• **TEXT**:
============================================================
Help with workflows and parallel loops

So I just recently started investigating PowerShell workflows and loops with the -parallel switch. My first thought, when I started reading about it was: “This is great. I should be able to write a script that queries every domain controller in our environment for a user’s ‘lastlogon’ attribute, and instead of waiting for every DC to respond (we’ve got about 80 in our environment) query every DC, essentially simultaneously.”

However, my first attempt at a script didn’t work out the way I wanted. He’re what I tried:

---------------------------begin script-----------------------------------------

workflow querydcs {

param([string]$computers)

foreach -parallel ($computer in $computers)

{
get-aduser “MyUserAccount” -server $computer -properties lastlogon | select @{name=“DC” ; expression={$computer}},lastlogon
}

}

$computers = get-addomaincontroller -filter * | select -expandproperty name

querydcs $computers

--------------------------------------------end script----------------------------------------------------

(Note: for simplicity’s sake, in this example I’m not converting the lastlogon attribute to human readable form)

So, the script appears to work as intended EXCEPT my output only includes the “lastlogon” value from the select statement but not the “DC” attribute value, which is just the value of the looping variable.
============================================================
(Detection examples)
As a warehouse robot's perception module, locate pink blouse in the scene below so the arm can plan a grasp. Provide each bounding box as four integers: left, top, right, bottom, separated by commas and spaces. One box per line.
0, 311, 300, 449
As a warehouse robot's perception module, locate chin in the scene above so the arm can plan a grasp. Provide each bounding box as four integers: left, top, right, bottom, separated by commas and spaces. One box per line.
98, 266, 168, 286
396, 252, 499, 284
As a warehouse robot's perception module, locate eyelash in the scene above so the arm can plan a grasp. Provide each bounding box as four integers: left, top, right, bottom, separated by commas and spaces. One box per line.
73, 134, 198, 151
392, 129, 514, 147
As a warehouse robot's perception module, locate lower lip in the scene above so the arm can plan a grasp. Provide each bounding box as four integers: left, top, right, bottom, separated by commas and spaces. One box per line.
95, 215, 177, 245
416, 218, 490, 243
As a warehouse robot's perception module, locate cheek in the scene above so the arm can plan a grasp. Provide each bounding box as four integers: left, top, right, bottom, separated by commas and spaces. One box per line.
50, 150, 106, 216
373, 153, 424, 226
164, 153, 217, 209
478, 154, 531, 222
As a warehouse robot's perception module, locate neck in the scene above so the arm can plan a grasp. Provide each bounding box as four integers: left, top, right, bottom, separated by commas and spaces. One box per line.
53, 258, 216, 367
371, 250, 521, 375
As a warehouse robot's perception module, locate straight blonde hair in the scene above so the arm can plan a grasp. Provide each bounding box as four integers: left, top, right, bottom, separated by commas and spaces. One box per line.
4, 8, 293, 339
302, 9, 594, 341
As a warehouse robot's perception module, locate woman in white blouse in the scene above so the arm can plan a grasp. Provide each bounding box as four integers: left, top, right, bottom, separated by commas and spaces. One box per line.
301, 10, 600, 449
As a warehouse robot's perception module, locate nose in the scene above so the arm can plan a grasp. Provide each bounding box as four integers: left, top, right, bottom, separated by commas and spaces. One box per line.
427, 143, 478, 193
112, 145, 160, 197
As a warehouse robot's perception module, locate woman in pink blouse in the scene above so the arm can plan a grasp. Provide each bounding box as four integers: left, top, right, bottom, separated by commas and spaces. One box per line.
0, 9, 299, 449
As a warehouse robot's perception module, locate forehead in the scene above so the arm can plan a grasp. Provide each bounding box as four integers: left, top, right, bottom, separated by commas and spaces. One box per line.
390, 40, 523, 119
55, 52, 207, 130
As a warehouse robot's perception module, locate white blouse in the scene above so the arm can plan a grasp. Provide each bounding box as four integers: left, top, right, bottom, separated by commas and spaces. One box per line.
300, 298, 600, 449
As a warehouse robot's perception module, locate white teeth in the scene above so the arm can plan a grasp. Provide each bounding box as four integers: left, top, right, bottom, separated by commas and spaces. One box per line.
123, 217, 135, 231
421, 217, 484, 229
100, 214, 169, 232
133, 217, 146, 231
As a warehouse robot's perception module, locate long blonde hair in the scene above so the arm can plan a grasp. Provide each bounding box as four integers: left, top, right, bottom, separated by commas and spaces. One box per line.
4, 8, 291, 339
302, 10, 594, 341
============================================================
• **TASK STATEMENT**:
Which hyphen-prefixed switches or parameters appear in the script in the forum post? List each one once.

• **WRITTEN SOLUTION**:
-parallel
-server
-properties
-filter
-expandproperty